◆ Dataset items:
* * *

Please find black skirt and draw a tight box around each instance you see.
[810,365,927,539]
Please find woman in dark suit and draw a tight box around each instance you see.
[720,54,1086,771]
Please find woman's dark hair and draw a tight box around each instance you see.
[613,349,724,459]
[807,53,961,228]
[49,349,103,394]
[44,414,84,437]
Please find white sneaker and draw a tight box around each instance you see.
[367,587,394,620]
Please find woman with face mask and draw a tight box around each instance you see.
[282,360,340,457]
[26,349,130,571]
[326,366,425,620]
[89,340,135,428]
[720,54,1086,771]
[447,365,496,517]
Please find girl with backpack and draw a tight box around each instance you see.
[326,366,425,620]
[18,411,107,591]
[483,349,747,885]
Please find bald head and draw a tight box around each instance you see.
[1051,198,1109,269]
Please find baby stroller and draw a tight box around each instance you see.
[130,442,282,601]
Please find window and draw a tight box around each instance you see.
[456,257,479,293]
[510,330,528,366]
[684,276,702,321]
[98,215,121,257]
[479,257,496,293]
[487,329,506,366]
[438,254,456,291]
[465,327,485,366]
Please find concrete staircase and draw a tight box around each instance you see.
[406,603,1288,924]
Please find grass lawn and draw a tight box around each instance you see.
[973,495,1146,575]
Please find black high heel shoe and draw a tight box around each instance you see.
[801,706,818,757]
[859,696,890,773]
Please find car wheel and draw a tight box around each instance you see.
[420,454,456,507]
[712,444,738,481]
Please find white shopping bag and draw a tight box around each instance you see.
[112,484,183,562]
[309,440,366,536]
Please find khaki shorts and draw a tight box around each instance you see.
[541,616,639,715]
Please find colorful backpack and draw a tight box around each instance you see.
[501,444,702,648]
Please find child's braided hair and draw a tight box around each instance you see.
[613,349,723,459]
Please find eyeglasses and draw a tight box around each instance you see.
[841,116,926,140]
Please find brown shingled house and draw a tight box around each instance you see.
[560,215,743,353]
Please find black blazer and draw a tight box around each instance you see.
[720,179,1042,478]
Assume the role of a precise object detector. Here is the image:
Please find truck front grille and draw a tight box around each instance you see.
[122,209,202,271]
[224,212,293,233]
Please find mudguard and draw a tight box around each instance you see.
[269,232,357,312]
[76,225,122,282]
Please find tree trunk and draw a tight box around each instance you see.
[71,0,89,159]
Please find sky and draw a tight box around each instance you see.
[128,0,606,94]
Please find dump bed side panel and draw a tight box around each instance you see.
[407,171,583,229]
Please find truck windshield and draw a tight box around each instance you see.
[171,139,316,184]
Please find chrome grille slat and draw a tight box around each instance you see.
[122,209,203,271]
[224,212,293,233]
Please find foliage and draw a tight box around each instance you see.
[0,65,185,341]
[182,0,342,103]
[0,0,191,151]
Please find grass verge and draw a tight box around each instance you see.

* * *

◆ Stated task:
Please print the whole listing above again, line for line, without changing anything.

◆ Problem solution:
Please find black skirt and draw a tight box around each instance you see.
[810,365,927,539]
Please find woman in dark suit and draw a tight box around each instance you see.
[720,54,1086,771]
Please find woman's dark hair and draw a tight box around each instance you see.
[613,349,724,459]
[807,53,961,228]
[49,349,103,394]
[44,414,84,437]
Please find white sneaker and draw a tight box around each instance you see.
[367,587,394,620]
Please find woman with face mask and draw a tight box around each instance you see.
[282,360,340,457]
[26,349,130,571]
[326,366,425,620]
[89,340,135,428]
[720,54,1086,771]
[447,365,496,517]
Please find girl with backpack and draw a tight box around each instance you see.
[326,366,425,620]
[18,411,107,591]
[483,349,747,885]
Please find bald head and draw a tight box around each instance you see.
[1051,198,1109,269]
Please find baby stroller and draw a tight box around each instance you see.
[130,442,282,601]
Please find window and draw a tight box around each instance you see.
[456,257,479,293]
[510,330,528,366]
[684,276,702,321]
[98,215,121,257]
[479,257,496,293]
[487,329,506,366]
[438,254,456,291]
[465,327,485,366]
Please find concrete staircase and draw a tight box around each instance you see.
[406,603,1288,924]
Please find grass lawn and draw a tight box around each instance you see.
[973,495,1146,575]
Please find black high heel shoe and draw a tight box around each instance you see.
[801,706,818,757]
[859,696,890,773]
Please find car wheel and draw a tight box around each instance you see.
[420,454,456,507]
[712,444,738,481]
Please find white shopping bag and draw a tight box around each instance you see.
[112,484,183,562]
[309,440,366,536]
Please find khaki shorts and draw a tight box around each instance you see.
[541,616,639,715]
Please find colorful backpack and draw a tight box around each instance you see.
[501,444,702,648]
Please find child's braided hair and draw a tight box around each instance you see.
[613,349,723,459]
Please find eyeglasses and draw a tight box around each instance you see.
[841,116,926,140]
Please find brown shingled house and draw a tight box around each instance you see.
[560,215,743,353]
Please find black blazer and draw a tight box around each instance you see.
[720,179,1042,478]
Assume the role of a precise object detector. Here is the image:
Please find truck front grille and draw a tight box around each instance you see.
[122,209,202,271]
[224,212,293,233]
Please find mudguard and draw a tight box around each instance you see.
[269,232,357,312]
[76,225,122,282]
Please find tree trunk and draw a tight box around each instance you see.
[71,0,89,159]
Please find sky and draw a tight box around each instance you see.
[128,0,606,94]
Please find dump bed side panel and draw a tight box around each instance you see.
[407,171,583,229]
Please find truck windshield and draw a tight box around each instance you see.
[171,139,316,184]
Please find chrome grille slat and draw a tight box around each instance you see.
[122,209,203,271]
[224,212,293,233]
Please find foliage and draw a tight box around each instance you see.
[0,65,185,341]
[182,0,342,103]
[0,0,191,151]
Please find grass verge and draw a tight box around each instance you see.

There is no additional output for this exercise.